*** Supplied text Section Begins ***

Sex Differences in CFS Microbiome

A reader forwarded me a new report published today in Nature which found differences between males and female CFS suffers. The title does not indicate that it is linked to CFS/ME  “Support for the Microgenderome: Associations in a Human Clinical Population

One of the major findings is what I have speculated (without a solid study to support it): There is association between symptoms seen and bacteria in the microbiome.  Shifting the microbiome may reduce specific symptoms.


  • “In females, the Clostridium genus was positively associated with eight of the thirteen ME/CFS symptoms.”
  • “For males, an opposite association was found, with a significant negative correlation betweenClostridium RA and mood symptoms”


  • “the positive associations between the distribution of Lactobacillus and total ME/CFS symptom factors for males”
  • ” for females, no significant relationships were revealed between these variables.”


  • “Correlations for StreptococcusRA suggested opposing protective or pathogenic qualities between the sexes.”
  • “Conversely for females, there were significant negative correlations between Streptococcus RA and pain (F3:rs = −0.17, n = 154, p = 0.034), neurosensory (F5: rs = −0.16, n = 165, p = 0.040), and immunity impairments” – i.e. more Streptococus had less pain, neurosensory and immunity issues in women.


  • No significance between sexes, but:
  • “Significant, small negative correlations were shown between Bifidobacterium RA fatigue (F1: rs = −0.16, n = 166, p = 0.036), neurocognitive (F2: rs = −0.17, n = 158, p = 0.032), neurosensory (F5: rs = −0.17, n = 164, p = 0.030), energy/production and transportation impairments (F10: rs = −0.23, n = 164, p = 0.003), ICC symptoms (F12: rs = −0.19, n = 123, p = 0.044), and Total symptoms (F13: rs = −0.20, n = 117, p = 0.029) factors.” i.e. the more Bifidobacterium, the less severe symptoms.

*** Supplied text Section Ends ***
*** Available data Section Begins ***

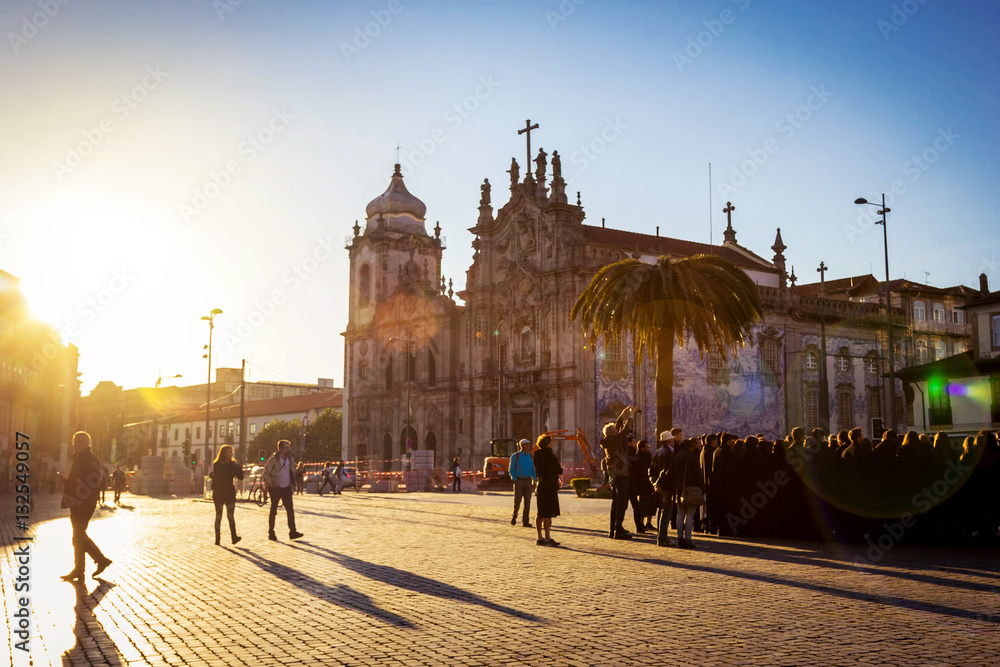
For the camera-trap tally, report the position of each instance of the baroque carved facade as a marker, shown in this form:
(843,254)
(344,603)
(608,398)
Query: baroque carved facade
(423,371)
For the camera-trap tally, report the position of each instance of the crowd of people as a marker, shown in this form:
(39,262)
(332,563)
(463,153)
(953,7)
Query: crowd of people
(842,486)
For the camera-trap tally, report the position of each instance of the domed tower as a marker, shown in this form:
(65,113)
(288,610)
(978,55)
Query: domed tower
(400,322)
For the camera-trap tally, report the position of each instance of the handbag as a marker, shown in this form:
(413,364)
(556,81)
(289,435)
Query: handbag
(692,495)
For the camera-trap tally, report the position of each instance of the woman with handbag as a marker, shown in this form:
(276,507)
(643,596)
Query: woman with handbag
(224,470)
(689,489)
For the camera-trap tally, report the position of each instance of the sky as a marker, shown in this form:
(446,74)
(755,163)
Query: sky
(161,159)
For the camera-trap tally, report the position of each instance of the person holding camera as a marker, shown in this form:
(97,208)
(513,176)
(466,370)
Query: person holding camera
(614,443)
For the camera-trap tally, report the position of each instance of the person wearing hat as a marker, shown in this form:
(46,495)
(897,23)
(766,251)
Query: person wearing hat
(522,473)
(659,469)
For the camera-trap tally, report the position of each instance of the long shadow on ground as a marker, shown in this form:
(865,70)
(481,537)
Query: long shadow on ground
(340,595)
(410,581)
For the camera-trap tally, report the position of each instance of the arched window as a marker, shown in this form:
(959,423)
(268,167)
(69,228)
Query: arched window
(527,348)
(364,285)
(770,365)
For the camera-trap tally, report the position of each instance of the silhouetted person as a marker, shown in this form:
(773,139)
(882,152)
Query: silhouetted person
(224,470)
(278,475)
(80,492)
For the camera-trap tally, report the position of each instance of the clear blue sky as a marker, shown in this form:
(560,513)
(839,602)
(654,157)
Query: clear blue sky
(117,113)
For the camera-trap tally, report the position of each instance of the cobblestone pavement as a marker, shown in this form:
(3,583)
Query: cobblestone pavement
(428,579)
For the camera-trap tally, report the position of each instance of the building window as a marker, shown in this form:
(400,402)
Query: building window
(845,409)
(843,361)
(871,365)
(874,404)
(811,360)
(812,407)
(364,285)
(995,404)
(937,312)
(769,362)
(939,403)
(717,368)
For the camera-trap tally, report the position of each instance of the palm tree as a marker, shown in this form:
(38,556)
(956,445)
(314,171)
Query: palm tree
(704,298)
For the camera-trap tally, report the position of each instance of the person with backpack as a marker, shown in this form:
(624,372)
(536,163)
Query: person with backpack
(522,473)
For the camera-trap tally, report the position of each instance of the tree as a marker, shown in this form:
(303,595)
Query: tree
(275,430)
(704,298)
(325,437)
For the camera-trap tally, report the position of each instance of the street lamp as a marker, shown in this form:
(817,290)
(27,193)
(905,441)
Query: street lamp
(156,410)
(824,382)
(210,318)
(891,401)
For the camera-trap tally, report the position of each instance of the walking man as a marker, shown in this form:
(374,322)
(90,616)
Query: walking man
(522,472)
(614,444)
(81,490)
(659,469)
(279,471)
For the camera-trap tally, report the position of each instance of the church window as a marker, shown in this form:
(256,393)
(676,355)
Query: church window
(718,369)
(921,346)
(845,409)
(364,287)
(843,361)
(527,349)
(871,364)
(874,403)
(812,407)
(769,362)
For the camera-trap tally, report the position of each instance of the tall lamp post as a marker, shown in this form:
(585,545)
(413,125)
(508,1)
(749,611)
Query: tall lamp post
(891,402)
(824,382)
(156,411)
(210,318)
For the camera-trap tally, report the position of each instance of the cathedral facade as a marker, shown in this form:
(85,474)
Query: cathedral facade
(425,371)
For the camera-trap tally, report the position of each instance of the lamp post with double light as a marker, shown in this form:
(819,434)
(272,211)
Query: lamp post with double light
(156,410)
(210,318)
(409,386)
(890,403)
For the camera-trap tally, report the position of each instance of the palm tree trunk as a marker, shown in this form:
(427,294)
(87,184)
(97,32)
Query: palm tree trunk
(664,381)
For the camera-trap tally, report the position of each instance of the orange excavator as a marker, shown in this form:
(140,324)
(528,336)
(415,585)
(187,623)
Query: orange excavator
(588,452)
(496,473)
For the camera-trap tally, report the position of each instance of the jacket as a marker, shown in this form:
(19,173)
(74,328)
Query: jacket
(270,474)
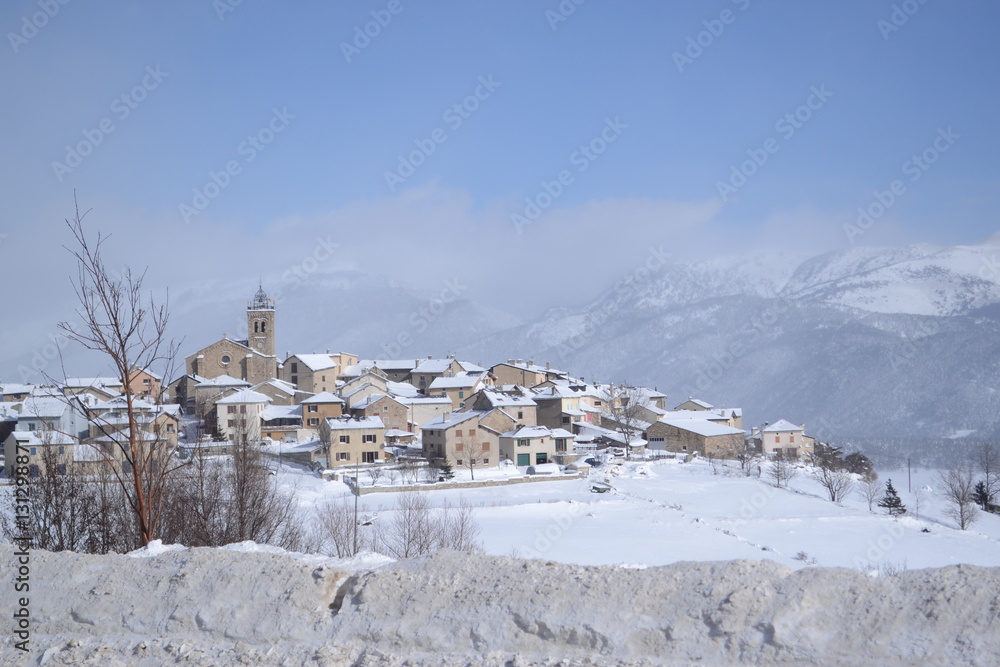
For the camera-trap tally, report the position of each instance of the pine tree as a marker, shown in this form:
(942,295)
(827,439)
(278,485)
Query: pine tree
(891,500)
(981,496)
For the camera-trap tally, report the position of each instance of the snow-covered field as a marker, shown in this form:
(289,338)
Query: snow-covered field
(665,511)
(604,584)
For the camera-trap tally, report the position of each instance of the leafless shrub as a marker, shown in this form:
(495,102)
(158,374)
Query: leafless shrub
(870,489)
(959,486)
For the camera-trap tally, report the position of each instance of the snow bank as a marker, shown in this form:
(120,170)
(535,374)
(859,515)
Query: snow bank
(221,607)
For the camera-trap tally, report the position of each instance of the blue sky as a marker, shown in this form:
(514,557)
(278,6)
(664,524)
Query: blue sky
(555,85)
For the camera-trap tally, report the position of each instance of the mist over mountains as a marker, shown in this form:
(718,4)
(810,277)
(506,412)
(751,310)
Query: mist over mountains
(860,343)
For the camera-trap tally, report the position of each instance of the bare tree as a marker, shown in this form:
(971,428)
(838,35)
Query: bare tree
(624,405)
(336,518)
(472,453)
(130,331)
(781,471)
(959,485)
(986,457)
(829,472)
(870,490)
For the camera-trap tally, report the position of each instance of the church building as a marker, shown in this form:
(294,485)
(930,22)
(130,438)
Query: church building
(252,359)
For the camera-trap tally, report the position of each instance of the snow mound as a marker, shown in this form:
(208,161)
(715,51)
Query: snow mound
(223,607)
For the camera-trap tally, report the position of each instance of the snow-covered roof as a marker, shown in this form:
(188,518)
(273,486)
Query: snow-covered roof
(783,425)
(121,403)
(323,397)
(42,407)
(448,420)
(224,381)
(433,366)
(245,396)
(499,399)
(399,389)
(13,388)
(103,383)
(702,427)
(282,412)
(282,386)
(703,415)
(83,453)
(459,381)
(36,439)
(350,423)
(315,362)
(396,364)
(529,432)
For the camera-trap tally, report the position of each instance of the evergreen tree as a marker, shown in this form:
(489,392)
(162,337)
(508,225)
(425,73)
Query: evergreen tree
(981,496)
(891,501)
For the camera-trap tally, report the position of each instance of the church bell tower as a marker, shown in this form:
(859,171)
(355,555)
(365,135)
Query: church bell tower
(260,323)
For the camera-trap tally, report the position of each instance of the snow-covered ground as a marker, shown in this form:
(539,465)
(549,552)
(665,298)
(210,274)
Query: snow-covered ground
(666,511)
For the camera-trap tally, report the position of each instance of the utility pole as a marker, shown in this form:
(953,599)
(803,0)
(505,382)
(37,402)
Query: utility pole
(357,493)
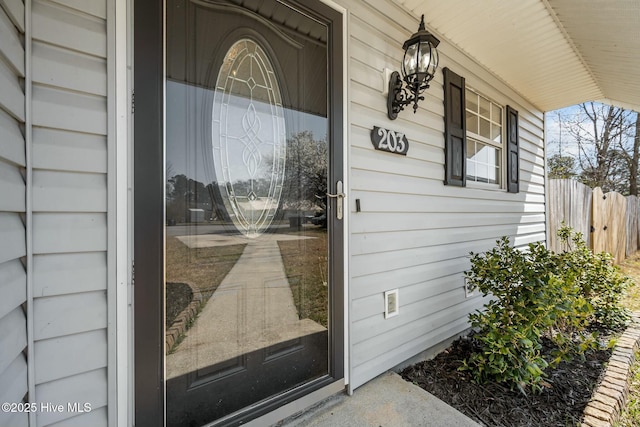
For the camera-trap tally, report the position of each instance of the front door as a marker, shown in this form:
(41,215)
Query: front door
(250,296)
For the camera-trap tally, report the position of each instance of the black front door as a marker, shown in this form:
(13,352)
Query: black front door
(249,297)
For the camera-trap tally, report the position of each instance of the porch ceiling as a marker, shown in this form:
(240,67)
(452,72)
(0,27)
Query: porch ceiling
(556,53)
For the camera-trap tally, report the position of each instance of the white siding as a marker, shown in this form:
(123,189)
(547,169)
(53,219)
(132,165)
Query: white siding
(69,161)
(414,233)
(13,279)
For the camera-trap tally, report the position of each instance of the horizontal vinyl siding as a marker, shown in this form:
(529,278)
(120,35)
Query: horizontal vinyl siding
(70,204)
(414,233)
(13,278)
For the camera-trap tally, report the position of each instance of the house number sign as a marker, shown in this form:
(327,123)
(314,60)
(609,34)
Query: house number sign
(388,140)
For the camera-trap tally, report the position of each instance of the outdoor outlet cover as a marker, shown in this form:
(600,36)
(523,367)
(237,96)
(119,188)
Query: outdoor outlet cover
(391,305)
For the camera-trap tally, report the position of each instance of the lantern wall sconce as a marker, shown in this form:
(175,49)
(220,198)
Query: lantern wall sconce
(419,66)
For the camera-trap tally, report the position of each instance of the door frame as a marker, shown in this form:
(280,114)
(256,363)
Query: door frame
(149,220)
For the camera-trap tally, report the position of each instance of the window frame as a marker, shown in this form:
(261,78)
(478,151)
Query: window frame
(476,138)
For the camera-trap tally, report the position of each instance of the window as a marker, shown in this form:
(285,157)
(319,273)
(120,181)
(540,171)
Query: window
(474,148)
(484,139)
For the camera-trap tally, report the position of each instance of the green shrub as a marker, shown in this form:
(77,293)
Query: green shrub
(601,282)
(537,294)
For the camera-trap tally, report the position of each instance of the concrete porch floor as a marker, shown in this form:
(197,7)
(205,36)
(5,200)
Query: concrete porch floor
(386,401)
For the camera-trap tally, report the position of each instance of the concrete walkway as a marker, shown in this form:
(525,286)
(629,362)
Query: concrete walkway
(251,309)
(387,401)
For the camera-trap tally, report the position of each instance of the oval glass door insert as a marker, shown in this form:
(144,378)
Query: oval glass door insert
(249,137)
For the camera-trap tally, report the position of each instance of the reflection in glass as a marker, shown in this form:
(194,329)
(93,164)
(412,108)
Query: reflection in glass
(247,260)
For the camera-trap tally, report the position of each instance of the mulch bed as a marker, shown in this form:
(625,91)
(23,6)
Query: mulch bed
(178,297)
(571,385)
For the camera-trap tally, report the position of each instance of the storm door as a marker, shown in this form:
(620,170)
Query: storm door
(251,298)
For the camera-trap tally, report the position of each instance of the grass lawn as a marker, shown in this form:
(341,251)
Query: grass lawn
(631,415)
(203,268)
(305,264)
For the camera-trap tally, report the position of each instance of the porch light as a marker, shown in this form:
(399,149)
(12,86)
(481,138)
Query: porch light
(418,68)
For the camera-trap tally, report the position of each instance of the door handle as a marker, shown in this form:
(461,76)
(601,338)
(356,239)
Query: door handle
(339,196)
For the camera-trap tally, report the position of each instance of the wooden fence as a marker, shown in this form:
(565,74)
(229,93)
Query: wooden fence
(608,222)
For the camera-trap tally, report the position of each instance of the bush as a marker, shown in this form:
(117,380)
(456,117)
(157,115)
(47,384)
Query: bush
(601,282)
(536,294)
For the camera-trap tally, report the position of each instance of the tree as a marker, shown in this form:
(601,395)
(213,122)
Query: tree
(605,152)
(305,180)
(561,167)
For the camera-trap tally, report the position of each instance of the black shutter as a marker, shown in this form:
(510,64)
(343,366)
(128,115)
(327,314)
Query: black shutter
(455,130)
(513,153)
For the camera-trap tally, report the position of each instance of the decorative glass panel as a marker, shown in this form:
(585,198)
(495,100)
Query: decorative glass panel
(249,138)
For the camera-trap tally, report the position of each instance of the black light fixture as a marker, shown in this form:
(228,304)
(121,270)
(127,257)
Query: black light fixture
(418,68)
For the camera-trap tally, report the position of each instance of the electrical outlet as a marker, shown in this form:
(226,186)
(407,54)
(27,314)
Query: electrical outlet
(391,304)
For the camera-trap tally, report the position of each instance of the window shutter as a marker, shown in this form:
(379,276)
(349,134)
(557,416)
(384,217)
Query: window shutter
(455,130)
(513,153)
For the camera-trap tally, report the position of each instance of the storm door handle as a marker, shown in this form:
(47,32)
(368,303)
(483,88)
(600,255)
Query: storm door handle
(339,196)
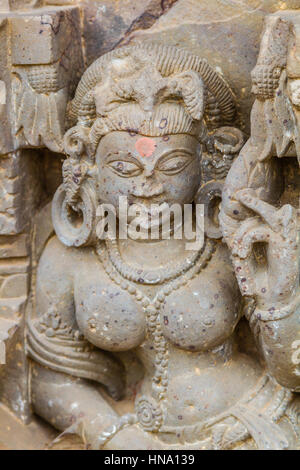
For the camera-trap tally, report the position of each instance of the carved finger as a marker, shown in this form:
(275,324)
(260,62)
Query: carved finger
(267,212)
(243,246)
(287,219)
(244,271)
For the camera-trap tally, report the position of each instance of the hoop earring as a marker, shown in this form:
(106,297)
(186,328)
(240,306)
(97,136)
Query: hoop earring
(74,226)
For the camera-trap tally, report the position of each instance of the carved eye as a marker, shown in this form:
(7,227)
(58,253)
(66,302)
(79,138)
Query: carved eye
(173,165)
(276,72)
(124,168)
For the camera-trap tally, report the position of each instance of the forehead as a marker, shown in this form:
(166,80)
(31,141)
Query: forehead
(142,146)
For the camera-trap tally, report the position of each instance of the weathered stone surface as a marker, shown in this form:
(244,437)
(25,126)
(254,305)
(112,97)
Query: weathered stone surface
(226,33)
(170,333)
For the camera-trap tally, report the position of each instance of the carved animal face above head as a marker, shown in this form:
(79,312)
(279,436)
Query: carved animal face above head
(141,116)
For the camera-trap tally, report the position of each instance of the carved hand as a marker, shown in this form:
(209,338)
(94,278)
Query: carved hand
(274,282)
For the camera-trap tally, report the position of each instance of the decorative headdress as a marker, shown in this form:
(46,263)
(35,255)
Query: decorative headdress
(149,89)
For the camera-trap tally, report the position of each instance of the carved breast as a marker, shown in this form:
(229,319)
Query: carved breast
(108,316)
(202,315)
(196,317)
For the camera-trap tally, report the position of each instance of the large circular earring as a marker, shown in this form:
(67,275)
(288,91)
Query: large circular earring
(75,224)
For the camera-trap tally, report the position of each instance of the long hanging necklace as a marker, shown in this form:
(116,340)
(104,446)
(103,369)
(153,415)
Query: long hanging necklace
(149,276)
(149,409)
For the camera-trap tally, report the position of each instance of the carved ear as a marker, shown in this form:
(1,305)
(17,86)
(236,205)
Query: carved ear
(210,194)
(192,90)
(228,140)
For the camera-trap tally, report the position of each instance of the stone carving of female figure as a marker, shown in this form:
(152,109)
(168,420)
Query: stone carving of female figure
(143,115)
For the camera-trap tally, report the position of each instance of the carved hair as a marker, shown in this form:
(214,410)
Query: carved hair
(149,89)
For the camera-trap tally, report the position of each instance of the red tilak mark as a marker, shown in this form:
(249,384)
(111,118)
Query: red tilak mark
(145,146)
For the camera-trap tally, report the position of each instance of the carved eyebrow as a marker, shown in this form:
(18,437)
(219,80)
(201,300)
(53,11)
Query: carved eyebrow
(174,153)
(122,156)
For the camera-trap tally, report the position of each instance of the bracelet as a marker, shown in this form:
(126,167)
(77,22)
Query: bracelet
(106,435)
(278,314)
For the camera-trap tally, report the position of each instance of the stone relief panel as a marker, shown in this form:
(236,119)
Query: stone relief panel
(126,344)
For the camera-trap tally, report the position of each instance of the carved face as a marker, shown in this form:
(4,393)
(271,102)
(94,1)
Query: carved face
(294,91)
(148,170)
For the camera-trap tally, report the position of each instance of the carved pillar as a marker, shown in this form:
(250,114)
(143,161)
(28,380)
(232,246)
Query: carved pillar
(40,63)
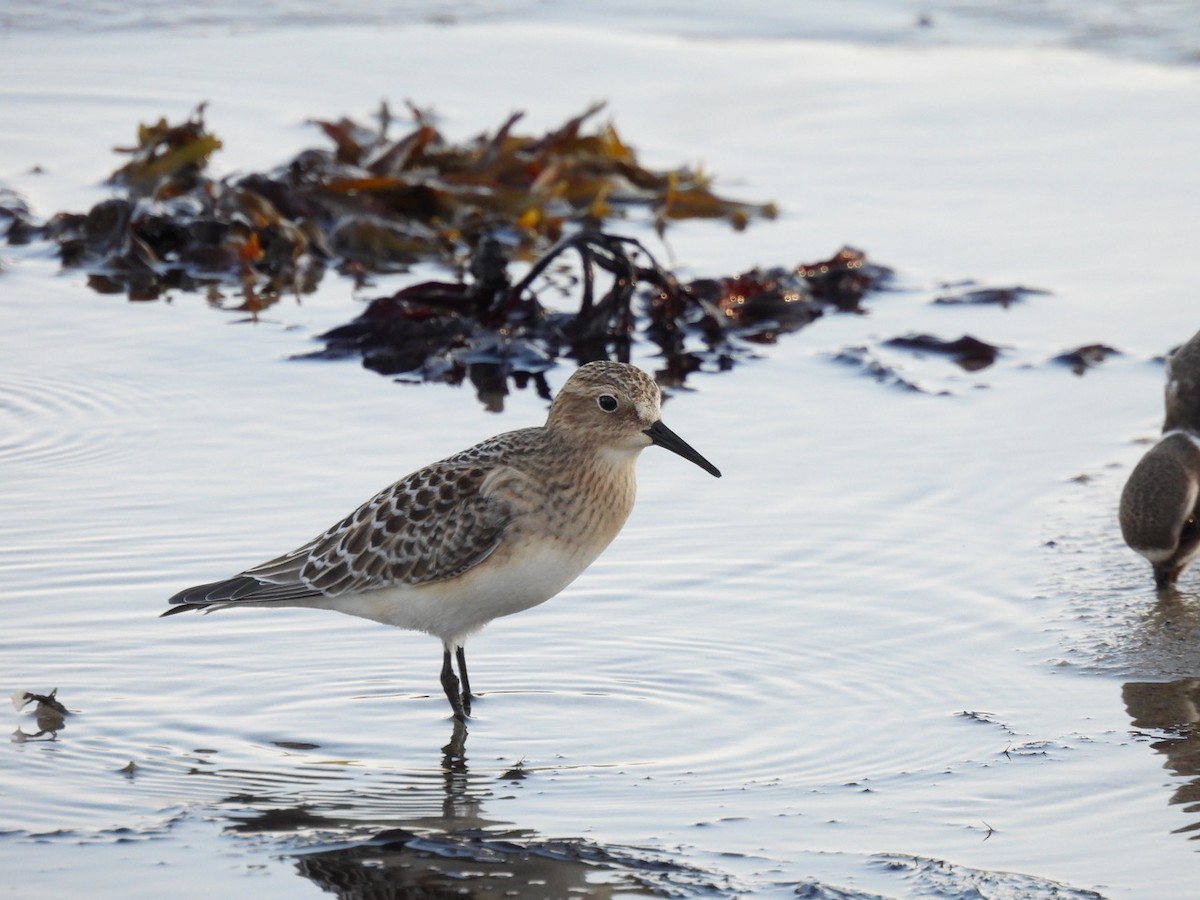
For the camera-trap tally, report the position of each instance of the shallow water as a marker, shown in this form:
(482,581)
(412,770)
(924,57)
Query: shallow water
(898,649)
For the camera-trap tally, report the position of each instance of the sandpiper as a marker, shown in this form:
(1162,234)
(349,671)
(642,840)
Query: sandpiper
(489,532)
(1161,502)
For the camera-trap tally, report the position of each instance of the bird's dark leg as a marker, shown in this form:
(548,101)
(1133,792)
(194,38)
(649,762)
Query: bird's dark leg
(450,685)
(466,682)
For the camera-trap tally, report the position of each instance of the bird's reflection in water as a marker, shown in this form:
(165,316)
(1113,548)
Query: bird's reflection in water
(1174,709)
(389,841)
(1169,642)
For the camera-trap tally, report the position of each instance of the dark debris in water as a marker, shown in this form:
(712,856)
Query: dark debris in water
(942,879)
(473,863)
(988,297)
(871,365)
(490,322)
(48,711)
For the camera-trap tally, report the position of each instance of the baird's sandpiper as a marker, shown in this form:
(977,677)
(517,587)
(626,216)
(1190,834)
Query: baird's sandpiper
(487,532)
(1161,502)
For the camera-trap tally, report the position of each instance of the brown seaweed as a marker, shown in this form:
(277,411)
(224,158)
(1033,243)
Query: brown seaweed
(371,203)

*** Available data Section Ends ***

- Exercise set
1) Answer these questions using the text on sex differences in the CFS microbiome.
(a) In which journal was the new report published?
(b) In females, the Clostridium genus was positively associated with how many of the thirteen ME/CFS symptoms?
(c) For females, what relationship was found between Lactobacillus and total ME/CFS symptom factors?
2) Translate this sentence from the text on sex differences in the CFS microbiome into Spanish: "Shifting the microbiome may reduce specific symptoms."
3) Resume the text on sex differences in the CFS microbiome, picking up right after its final sentence.

- Solved problems
1)
(a) Nature
(b) Eight
(c) No significant relationship was found.

2) Modificar el microbioma puede reducir síntomas específicos.

3)
Study’s Weaknesses

  • There were no matched controls to identify where there are dramatic shifts from a healthy population
  • The analysis was at a high level (family) and did not look at strains
  • Only four families were examined

Bottom Line

This article was largely data reporting, however in it’s discussion we find some interesting things to consider.

“Observations across Lactobacillus and Streptococcus genera suggest support for D-lactate as a contributing factor to symptom expression, particularly in males. This hypothesis explains the neurological symptoms of ME/CFS as a consequence of neurotoxic effects of bacterial metabolites (i.e., D-lactic acid produced by most species of Lactobacillus and Streptococcus) on the brain and nervous system25. Increased D-lactic acid levels have been found in the serum of CFS patients with intestinal bacterial overgrowth7, associated with cognitive and neurological impairments26, and reduced in response to treatment in a sample of CFS patients27. The mechanisms of a sex-specific response to D-lactic acid have not been considered.”

” Notably, the findings for Lactobacillus spp. in males caution against premature probiotic supplementation with D-lactate producing bacteria. However, results support the health-promoting effects of Bifidobacteria as observed across diverse disease states including IBS28,29, cancer30, anxiety and depression31,32.”

My Take Away

The results appears to be in close agreement with my general model and supports my view that:

  • Most Lactobacillus probiotics should be avoided
  • Most Bifidobacteria probiotics should be taken

The role of Clostridium is fuzzy, but it suggests that Miyarisan (clostridium butyricum) may help to moderate the symptoms in at least one sex. It may improve in both (displaced the bad ones).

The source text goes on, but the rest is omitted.